(begin)

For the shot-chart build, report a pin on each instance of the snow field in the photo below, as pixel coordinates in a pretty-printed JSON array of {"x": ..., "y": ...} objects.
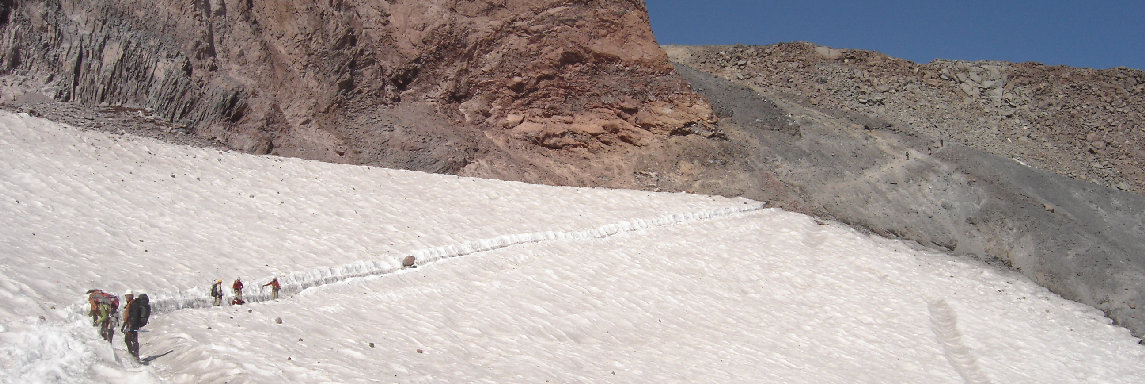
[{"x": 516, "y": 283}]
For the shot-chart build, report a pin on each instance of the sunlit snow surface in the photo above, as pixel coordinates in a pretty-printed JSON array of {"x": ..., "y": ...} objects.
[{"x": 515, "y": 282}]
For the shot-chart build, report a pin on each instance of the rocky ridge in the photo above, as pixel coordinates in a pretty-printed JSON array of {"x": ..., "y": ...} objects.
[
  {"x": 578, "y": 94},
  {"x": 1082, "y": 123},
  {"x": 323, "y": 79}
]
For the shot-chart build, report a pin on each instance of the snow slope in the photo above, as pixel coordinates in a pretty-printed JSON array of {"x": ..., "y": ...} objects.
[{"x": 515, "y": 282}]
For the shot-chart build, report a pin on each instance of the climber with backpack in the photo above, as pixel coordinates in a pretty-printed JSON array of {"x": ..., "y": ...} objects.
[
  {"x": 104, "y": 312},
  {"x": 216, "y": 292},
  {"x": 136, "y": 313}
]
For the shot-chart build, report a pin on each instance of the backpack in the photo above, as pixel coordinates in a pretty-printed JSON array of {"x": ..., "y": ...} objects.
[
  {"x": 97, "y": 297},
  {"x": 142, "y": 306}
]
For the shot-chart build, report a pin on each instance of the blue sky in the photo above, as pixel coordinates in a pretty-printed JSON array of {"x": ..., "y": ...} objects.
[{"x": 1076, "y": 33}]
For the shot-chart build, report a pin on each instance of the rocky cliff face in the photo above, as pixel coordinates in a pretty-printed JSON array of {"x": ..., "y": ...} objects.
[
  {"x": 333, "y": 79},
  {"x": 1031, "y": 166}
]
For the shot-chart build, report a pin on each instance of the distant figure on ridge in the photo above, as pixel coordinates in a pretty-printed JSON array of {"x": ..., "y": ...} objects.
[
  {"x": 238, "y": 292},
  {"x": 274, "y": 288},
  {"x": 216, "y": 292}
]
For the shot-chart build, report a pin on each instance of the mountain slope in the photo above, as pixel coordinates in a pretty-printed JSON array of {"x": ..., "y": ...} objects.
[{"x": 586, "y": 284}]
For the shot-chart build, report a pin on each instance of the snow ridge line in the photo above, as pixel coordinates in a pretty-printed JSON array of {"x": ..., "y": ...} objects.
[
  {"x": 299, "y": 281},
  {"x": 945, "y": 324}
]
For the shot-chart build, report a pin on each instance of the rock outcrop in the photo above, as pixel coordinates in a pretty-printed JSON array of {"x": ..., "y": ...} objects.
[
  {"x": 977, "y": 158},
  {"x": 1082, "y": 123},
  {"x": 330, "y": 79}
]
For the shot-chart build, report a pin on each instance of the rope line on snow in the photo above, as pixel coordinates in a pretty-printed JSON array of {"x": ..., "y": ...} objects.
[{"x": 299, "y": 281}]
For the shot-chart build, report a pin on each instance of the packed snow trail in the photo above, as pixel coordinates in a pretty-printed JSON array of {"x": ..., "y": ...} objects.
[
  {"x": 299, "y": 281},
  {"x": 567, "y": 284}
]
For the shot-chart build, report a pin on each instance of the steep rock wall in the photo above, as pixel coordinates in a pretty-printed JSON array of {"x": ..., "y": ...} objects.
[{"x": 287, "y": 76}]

(end)

EXERCISE DESCRIPTION -> Print every line from the one containing "of the rope" through the last line of the material, word for word and including both ends.

TASK OUTPUT ->
For the shot-chart build, report a pin on each instance of the rope line on snow in the photo above, as pixel coordinates in a pretty-printed JSON array of {"x": ..., "y": ...} objects.
[{"x": 299, "y": 281}]
For the shot-chart build, report a pin on each instance of the packed snow trail in the photo above, as pixel coordinates in a pretty-printed JSON array of {"x": ..., "y": ...} objects.
[
  {"x": 299, "y": 281},
  {"x": 567, "y": 284}
]
For the shot-chart build, report a pin on each instance of the steep rock wall in the photo above, as pixel coordinates in a pretty-printed JSON array of {"x": ..., "y": ...} objects.
[{"x": 287, "y": 76}]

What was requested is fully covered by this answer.